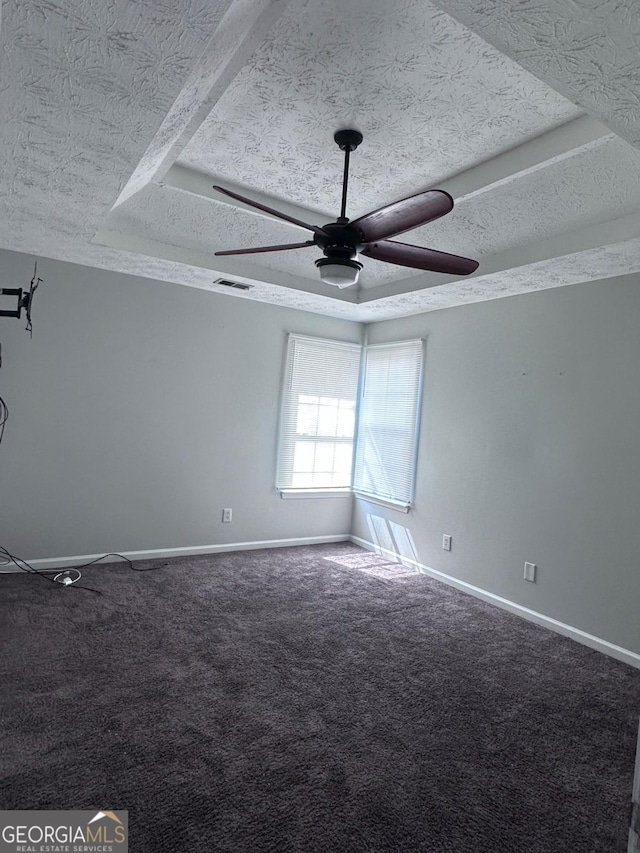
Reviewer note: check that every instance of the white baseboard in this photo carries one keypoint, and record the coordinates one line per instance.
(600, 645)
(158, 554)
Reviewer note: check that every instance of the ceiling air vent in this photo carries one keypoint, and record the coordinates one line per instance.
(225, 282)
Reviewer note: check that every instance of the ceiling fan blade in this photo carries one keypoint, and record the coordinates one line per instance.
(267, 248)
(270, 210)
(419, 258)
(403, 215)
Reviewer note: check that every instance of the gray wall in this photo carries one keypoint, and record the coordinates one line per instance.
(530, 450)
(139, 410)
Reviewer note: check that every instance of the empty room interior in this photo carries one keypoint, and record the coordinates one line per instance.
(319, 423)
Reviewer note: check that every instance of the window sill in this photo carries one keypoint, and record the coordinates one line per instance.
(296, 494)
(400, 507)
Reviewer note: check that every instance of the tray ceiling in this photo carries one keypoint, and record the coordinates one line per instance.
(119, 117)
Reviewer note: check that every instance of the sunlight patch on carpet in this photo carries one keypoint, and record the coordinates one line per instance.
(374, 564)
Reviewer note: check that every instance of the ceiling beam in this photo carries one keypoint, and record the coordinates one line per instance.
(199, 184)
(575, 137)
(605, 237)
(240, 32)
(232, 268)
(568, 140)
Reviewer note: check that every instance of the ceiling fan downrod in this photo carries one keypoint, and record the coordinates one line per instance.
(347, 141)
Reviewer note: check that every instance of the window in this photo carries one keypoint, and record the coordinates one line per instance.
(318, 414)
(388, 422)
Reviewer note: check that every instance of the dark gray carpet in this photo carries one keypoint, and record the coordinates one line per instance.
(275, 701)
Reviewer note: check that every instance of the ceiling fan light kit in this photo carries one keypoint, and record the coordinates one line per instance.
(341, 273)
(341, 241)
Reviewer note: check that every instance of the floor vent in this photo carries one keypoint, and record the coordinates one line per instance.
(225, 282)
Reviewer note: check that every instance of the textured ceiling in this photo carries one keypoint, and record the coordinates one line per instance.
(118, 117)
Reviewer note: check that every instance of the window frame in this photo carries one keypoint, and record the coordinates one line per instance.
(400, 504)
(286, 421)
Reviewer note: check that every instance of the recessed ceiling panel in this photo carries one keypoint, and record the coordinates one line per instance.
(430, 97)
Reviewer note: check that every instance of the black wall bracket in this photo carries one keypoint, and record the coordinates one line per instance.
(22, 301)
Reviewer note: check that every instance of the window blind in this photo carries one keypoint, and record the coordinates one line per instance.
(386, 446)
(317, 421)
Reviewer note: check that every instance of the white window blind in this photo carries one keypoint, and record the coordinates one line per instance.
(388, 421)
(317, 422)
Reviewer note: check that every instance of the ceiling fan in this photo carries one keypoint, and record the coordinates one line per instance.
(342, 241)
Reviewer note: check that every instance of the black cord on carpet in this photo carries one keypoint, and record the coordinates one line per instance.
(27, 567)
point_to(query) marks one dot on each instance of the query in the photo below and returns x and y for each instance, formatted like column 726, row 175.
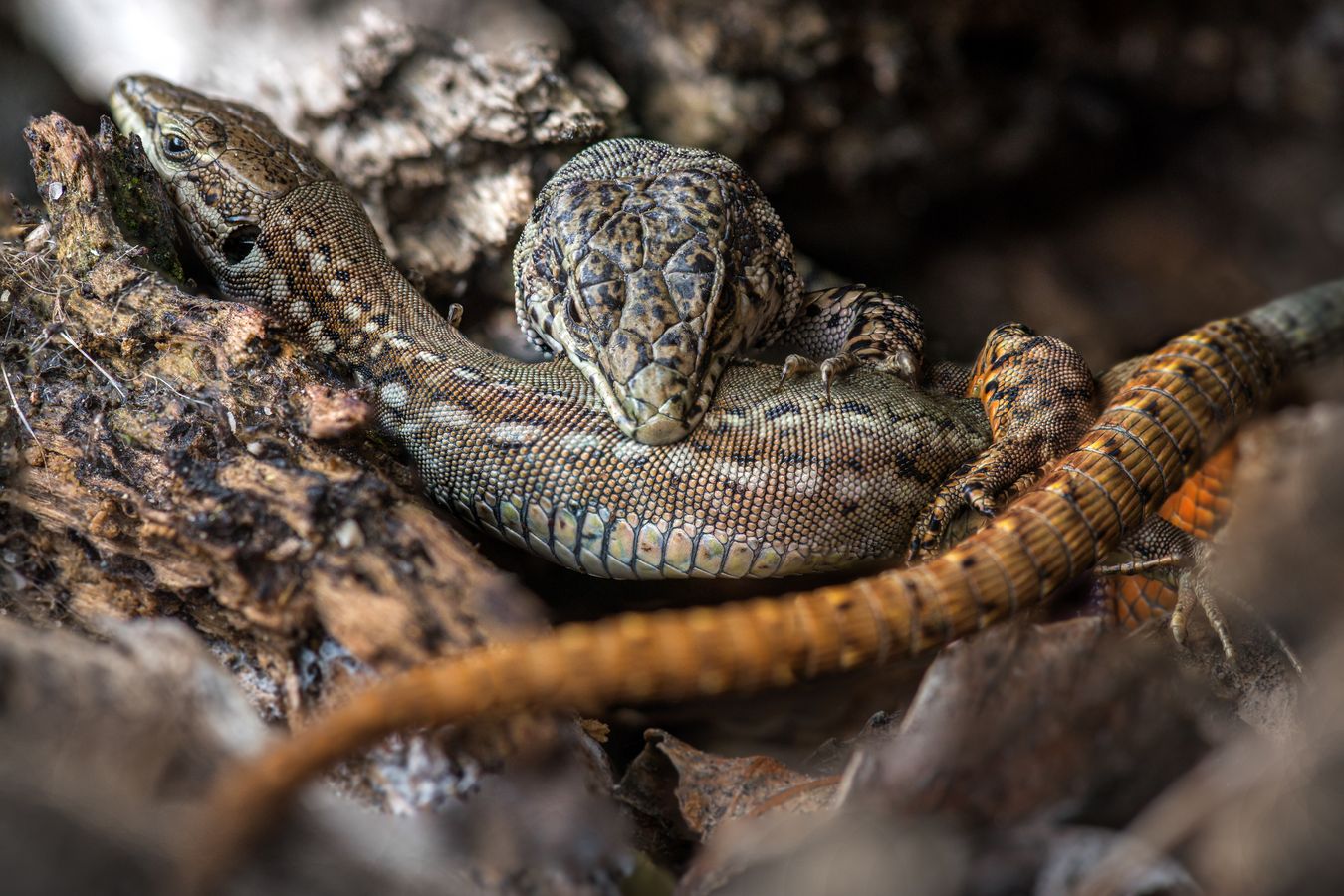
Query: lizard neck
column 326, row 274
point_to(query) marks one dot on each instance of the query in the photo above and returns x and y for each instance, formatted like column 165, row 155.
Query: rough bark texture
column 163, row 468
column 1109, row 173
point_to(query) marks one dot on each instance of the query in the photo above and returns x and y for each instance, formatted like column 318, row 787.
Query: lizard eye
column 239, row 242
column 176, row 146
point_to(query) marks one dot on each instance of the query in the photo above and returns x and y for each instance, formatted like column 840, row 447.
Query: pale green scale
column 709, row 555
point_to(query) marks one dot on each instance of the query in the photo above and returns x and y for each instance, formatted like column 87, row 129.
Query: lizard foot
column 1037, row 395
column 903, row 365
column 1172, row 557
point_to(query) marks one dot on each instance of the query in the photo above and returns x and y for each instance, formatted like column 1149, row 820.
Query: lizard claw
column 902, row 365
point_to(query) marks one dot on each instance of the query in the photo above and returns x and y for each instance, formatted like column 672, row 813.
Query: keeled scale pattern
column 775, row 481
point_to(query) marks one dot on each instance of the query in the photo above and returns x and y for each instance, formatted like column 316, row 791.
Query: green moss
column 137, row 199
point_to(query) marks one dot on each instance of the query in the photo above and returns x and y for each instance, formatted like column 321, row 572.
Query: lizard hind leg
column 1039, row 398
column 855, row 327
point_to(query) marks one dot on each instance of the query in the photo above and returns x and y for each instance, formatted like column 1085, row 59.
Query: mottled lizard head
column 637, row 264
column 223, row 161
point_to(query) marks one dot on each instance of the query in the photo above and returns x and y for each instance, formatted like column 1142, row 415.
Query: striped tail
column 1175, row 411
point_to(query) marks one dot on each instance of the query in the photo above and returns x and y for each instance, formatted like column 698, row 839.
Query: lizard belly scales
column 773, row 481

--

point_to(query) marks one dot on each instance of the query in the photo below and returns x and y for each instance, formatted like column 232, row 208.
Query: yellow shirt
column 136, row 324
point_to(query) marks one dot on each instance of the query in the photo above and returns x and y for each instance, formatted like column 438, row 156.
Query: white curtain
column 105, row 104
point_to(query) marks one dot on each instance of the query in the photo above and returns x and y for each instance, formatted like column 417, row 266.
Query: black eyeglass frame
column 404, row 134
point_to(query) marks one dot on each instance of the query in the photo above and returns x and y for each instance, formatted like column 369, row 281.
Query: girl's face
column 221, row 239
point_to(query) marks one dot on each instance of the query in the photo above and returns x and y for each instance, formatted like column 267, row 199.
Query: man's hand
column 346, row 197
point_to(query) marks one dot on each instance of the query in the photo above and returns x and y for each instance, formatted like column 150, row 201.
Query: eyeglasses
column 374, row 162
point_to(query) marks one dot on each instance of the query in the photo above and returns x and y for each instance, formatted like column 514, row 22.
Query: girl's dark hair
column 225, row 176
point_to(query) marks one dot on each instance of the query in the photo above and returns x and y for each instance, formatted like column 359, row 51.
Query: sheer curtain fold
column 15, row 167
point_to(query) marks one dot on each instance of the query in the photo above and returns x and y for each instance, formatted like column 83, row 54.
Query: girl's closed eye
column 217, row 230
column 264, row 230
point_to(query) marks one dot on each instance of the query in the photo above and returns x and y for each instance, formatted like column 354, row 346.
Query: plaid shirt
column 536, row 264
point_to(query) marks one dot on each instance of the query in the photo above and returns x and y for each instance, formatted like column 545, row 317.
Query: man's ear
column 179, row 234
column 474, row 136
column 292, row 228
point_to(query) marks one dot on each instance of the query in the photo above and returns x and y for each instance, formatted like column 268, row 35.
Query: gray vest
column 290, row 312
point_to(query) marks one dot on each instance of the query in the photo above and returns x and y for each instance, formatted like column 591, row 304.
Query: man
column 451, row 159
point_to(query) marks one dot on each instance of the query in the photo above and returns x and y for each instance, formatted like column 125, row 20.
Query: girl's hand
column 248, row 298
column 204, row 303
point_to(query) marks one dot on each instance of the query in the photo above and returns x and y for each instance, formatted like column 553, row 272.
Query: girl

→ REQUIRED ACTION:
All lines above containing the string "below" are to be collected.

→ TASK SOLUTION:
point_to(query) marks one dot on each instance of the query in the photo below and returns x and y for each instance, formatted like column 726, row 175.
point_to(query) marks one dot on each instance of the query in the photo below and returns x and y for each instance, formatted like column 232, row 208.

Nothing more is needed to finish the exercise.